------ RIGHE DEI DATI

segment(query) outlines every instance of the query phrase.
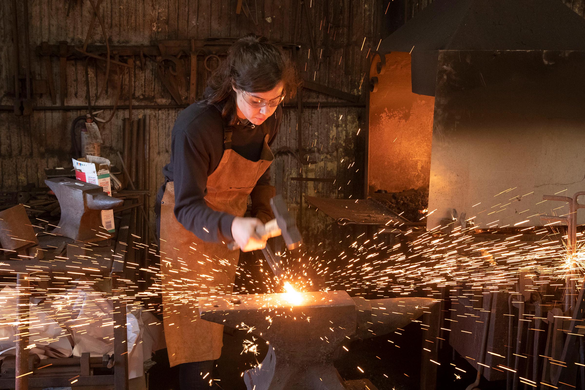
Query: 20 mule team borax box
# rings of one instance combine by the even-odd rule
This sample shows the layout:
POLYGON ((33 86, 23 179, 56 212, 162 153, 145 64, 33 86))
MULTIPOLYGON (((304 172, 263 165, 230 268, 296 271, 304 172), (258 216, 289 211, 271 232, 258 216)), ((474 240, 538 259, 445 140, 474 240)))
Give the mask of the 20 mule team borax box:
MULTIPOLYGON (((97 184, 108 196, 112 196, 110 181, 110 161, 104 157, 87 156, 78 160, 72 158, 75 168, 75 177, 80 181, 97 184)), ((116 231, 113 223, 113 210, 102 210, 102 226, 109 233, 116 231)))

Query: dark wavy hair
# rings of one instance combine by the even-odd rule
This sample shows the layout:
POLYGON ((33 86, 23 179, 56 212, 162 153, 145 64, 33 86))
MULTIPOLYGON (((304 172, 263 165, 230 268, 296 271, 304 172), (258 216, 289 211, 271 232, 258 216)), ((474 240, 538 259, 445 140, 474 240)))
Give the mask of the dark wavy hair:
POLYGON ((223 104, 222 116, 233 125, 238 122, 238 114, 232 85, 249 92, 262 92, 273 89, 280 81, 287 98, 296 94, 300 82, 292 63, 264 37, 247 34, 232 45, 228 57, 209 77, 204 101, 223 104))

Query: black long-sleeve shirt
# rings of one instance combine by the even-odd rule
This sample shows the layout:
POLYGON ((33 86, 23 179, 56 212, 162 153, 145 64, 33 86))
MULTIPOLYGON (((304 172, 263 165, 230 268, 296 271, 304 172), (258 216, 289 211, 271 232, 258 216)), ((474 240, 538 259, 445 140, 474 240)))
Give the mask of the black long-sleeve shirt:
MULTIPOLYGON (((232 149, 247 160, 258 161, 264 133, 269 134, 271 144, 281 119, 282 108, 279 106, 261 125, 239 123, 233 126, 232 149)), ((185 108, 175 121, 171 135, 170 162, 163 168, 166 182, 174 182, 177 220, 195 236, 209 242, 233 239, 232 222, 235 216, 213 210, 204 199, 207 194, 207 178, 223 155, 223 126, 226 123, 215 106, 197 102, 185 108)), ((270 177, 267 170, 256 186, 269 185, 270 177)), ((159 201, 163 191, 164 186, 159 191, 159 201)), ((268 199, 265 203, 266 211, 271 212, 268 199)), ((259 208, 257 205, 256 208, 259 208)))

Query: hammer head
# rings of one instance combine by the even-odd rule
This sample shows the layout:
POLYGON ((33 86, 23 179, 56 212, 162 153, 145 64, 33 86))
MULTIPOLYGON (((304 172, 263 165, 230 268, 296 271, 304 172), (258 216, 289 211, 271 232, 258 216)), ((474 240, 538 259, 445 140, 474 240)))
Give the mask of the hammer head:
POLYGON ((288 212, 288 208, 282 196, 276 195, 270 199, 270 207, 281 232, 283 238, 289 250, 298 248, 302 243, 301 233, 297 228, 297 223, 288 212))

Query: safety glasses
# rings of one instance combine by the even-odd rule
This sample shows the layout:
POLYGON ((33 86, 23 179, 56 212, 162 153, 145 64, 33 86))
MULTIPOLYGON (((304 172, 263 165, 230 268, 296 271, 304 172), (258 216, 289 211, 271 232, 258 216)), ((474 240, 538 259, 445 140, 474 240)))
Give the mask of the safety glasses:
POLYGON ((244 100, 246 102, 249 104, 252 107, 255 107, 256 108, 260 108, 261 107, 264 107, 267 104, 270 107, 276 107, 276 106, 280 104, 281 102, 284 100, 284 92, 283 92, 282 95, 276 99, 273 99, 272 100, 265 100, 264 99, 260 99, 260 98, 257 98, 255 96, 252 96, 245 91, 242 91, 242 96, 243 97, 244 100))

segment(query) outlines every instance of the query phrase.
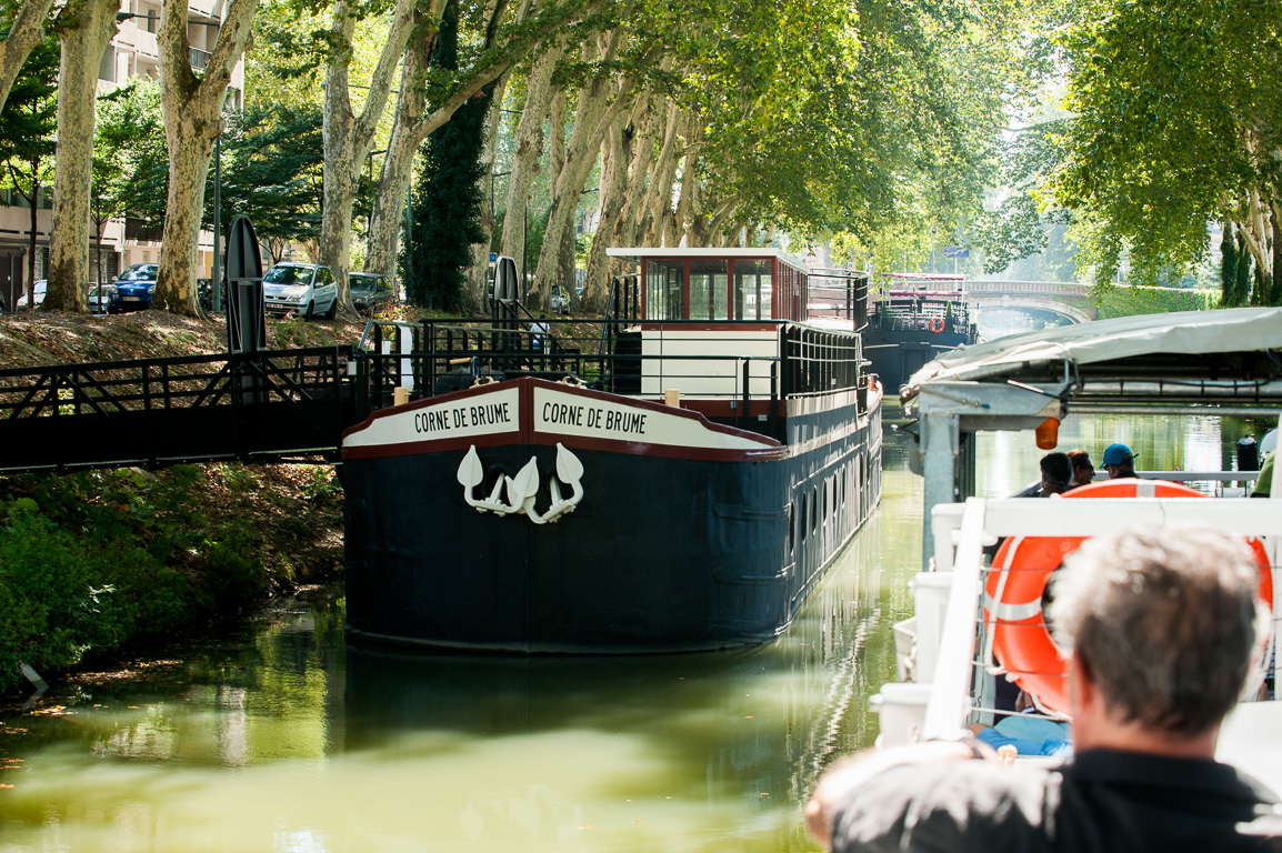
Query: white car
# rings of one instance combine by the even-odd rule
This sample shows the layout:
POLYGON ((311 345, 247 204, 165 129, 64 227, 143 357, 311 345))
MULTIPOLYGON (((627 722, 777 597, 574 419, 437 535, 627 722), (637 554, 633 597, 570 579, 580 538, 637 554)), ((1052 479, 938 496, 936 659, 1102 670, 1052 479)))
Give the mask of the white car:
POLYGON ((277 264, 263 277, 263 302, 271 314, 332 318, 338 313, 338 286, 328 266, 277 264))

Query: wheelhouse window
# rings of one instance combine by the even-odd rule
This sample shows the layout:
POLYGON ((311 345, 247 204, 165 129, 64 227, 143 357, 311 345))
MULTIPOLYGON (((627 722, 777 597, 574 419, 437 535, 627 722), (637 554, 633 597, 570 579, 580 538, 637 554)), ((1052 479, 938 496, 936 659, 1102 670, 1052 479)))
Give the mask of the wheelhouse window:
POLYGON ((686 315, 682 291, 685 260, 650 259, 645 273, 645 319, 679 320, 686 315))
POLYGON ((770 319, 770 261, 735 259, 735 319, 770 319))
POLYGON ((690 259, 690 319, 728 320, 726 302, 728 264, 726 259, 690 259))

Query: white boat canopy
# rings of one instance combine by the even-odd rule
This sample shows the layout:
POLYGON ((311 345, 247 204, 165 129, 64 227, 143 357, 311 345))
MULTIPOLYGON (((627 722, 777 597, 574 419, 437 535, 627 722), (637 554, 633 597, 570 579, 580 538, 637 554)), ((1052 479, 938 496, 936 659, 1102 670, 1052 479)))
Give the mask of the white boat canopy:
POLYGON ((963 347, 914 373, 900 401, 917 416, 928 558, 932 508, 974 494, 976 432, 1040 428, 1053 441, 1070 410, 1282 410, 1282 307, 1145 314, 963 347))
POLYGON ((1282 350, 1282 307, 1140 314, 1065 325, 962 347, 926 364, 903 398, 937 380, 982 380, 1031 369, 1099 365, 1127 359, 1282 350))

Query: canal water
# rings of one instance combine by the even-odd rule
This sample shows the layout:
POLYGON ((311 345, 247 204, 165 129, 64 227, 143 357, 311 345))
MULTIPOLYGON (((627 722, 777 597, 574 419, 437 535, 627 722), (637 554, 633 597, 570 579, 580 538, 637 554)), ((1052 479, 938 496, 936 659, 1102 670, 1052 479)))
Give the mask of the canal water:
MULTIPOLYGON (((1141 467, 1218 467, 1254 426, 1069 419, 1141 467)), ((1259 437, 1261 432, 1255 432, 1259 437)), ((0 717, 0 853, 813 850, 817 772, 877 734, 912 612, 920 478, 887 429, 878 514, 788 633, 644 658, 373 656, 342 601, 296 601, 169 660, 0 717)), ((985 435, 981 491, 1037 479, 1031 433, 985 435)))

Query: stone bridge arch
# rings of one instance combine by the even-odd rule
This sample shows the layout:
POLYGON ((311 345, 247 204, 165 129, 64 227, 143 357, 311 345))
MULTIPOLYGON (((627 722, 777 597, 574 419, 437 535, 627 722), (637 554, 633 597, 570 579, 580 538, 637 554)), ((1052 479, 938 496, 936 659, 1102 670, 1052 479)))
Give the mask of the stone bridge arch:
POLYGON ((991 282, 968 280, 967 302, 972 310, 986 307, 1011 311, 1049 311, 1069 318, 1073 323, 1099 319, 1099 307, 1090 296, 1090 286, 1077 282, 991 282))

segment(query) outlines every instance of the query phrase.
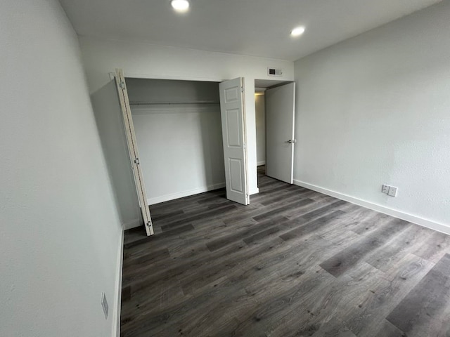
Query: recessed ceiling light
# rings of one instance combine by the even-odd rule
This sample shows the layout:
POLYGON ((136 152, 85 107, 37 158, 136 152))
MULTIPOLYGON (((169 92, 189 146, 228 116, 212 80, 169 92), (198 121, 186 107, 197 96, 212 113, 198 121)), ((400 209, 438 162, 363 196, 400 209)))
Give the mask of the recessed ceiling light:
POLYGON ((303 33, 304 33, 304 27, 297 27, 292 30, 290 34, 292 37, 300 37, 303 33))
POLYGON ((177 12, 186 12, 189 9, 188 0, 172 0, 170 4, 177 12))

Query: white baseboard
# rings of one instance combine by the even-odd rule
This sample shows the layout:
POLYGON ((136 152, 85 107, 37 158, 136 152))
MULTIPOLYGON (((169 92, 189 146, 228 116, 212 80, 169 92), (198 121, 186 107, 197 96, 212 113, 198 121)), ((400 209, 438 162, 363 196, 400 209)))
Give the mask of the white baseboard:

------------

COSA FARE:
Ricopia identiche le righe dei dati dalla riga con "Query: black long-sleeve shirt" fino alla riga con "POLYGON ((288 212, 288", inclusa.

RISPOSTA FINALE:
Query: black long-sleeve shirt
# rings of one instance combine by the even-odd rule
This sample shows the layout:
POLYGON ((33 86, 23 179, 56 212, 162 153, 145 64, 33 86))
MULTIPOLYGON (((304 172, 263 165, 230 268, 296 271, 304 172), (258 216, 289 211, 271 232, 258 216)), ((474 240, 538 259, 445 140, 474 240)))
Give the mask of the black long-sleeve shirt:
MULTIPOLYGON (((232 149, 247 160, 258 161, 264 133, 269 134, 271 144, 281 119, 282 108, 279 106, 261 125, 239 123, 233 126, 232 149)), ((185 108, 175 121, 171 135, 170 162, 163 168, 166 182, 174 182, 177 220, 195 236, 209 242, 233 239, 232 222, 235 216, 213 210, 204 199, 207 194, 207 178, 223 155, 223 126, 226 123, 215 106, 197 102, 185 108)), ((270 177, 267 170, 256 186, 269 185, 270 177)), ((159 201, 163 191, 164 186, 159 191, 159 201)), ((268 199, 265 203, 266 211, 271 212, 268 199)), ((259 208, 257 205, 256 208, 259 208)))

Query: hammer head
# rings of one instance combine by the even-odd rule
This sample shows the layout:
POLYGON ((33 86, 23 179, 56 212, 162 153, 145 64, 33 86))
MULTIPOLYGON (((304 172, 263 165, 230 268, 296 271, 304 172), (258 216, 289 211, 271 232, 258 216)), ((474 240, 538 259, 445 140, 474 240)))
Give the mask of the hammer head:
POLYGON ((288 212, 288 208, 282 196, 276 195, 270 199, 270 207, 281 232, 283 238, 289 250, 298 248, 302 243, 301 233, 297 228, 297 223, 288 212))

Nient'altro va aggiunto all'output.